▶ Stated task: Can you update the lines below so that every "instance" becomes "object" and nothing else changes?

▶ Region annotation entries:
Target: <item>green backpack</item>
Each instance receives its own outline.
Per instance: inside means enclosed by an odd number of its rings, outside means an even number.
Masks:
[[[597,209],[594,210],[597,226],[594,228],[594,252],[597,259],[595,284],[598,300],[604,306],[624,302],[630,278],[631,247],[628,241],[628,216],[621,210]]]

▶ Full response:
Target: <item>green backpack</item>
Each object receives its own outline.
Per object: inside means enclosed by an odd number of its rings, outside means an even number.
Masks:
[[[597,209],[594,210],[597,226],[594,228],[594,252],[597,259],[595,284],[598,300],[604,306],[624,302],[630,278],[631,247],[628,241],[628,216],[621,210]]]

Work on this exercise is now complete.